Written request: Rewrite the listing below as a numbered list, leaving out any blank lines and the pictures.

-- start Supplied data --

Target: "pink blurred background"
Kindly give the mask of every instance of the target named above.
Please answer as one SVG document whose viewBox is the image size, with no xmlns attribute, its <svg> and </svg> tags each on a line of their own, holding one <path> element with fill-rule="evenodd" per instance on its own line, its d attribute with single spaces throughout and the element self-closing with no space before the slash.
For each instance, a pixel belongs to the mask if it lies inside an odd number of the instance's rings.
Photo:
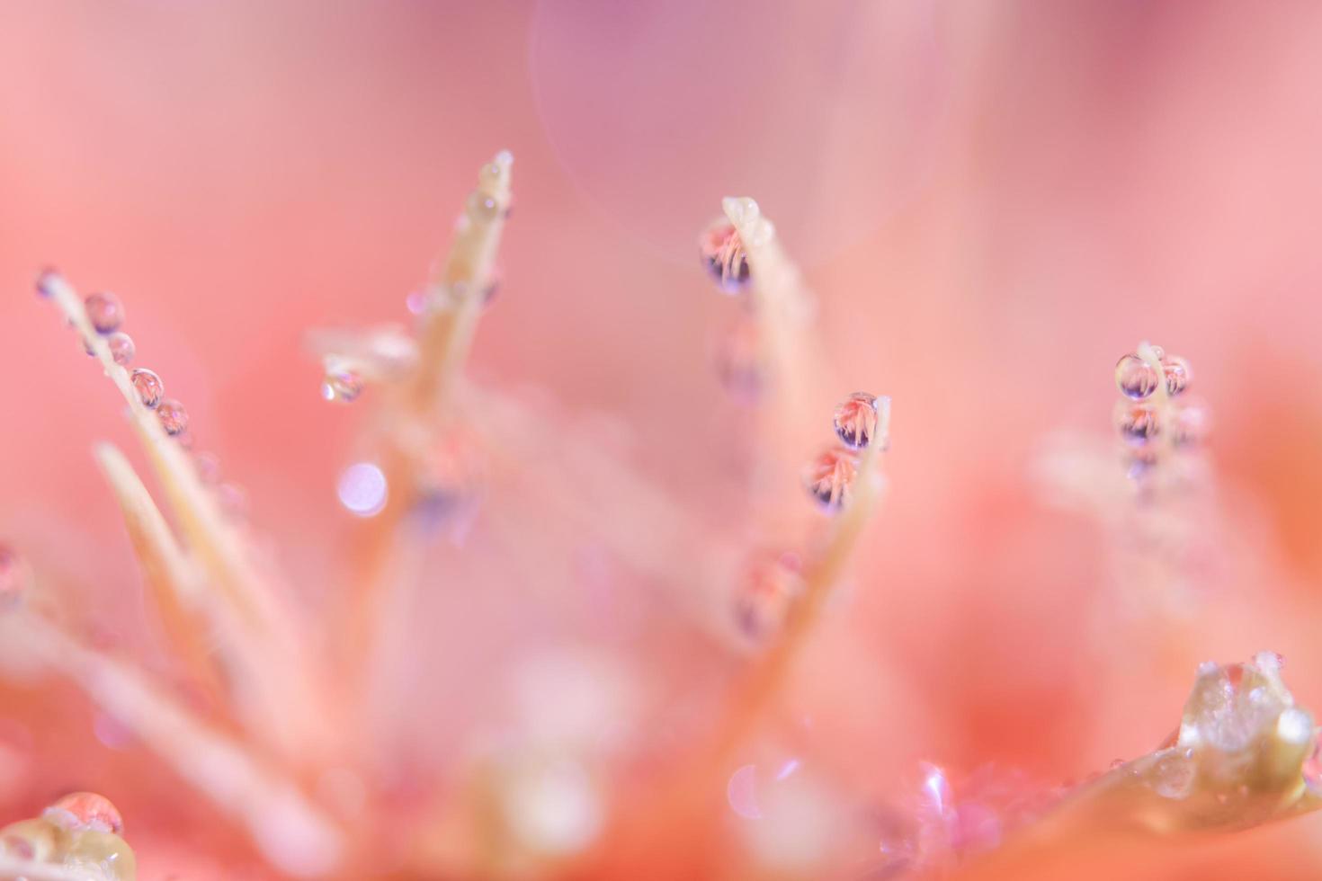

-- end Supplied data --

Written response:
1. Target: "pink blurred background"
2. Kindly give the mask of every instance of the target named above.
3. Please answer as one SVG document whose viewBox is the image size, with no xmlns attribute, its <svg> and </svg> tags each on a line of their own, holding one <path> element with fill-rule="evenodd" per instance on its own line, its d attribute with single spaces throughout and the element self-closing with no space before the slash.
4. For each instance, a pixel belongs to the mask if it lies inside an odd number of the instance's rings.
5. Photo:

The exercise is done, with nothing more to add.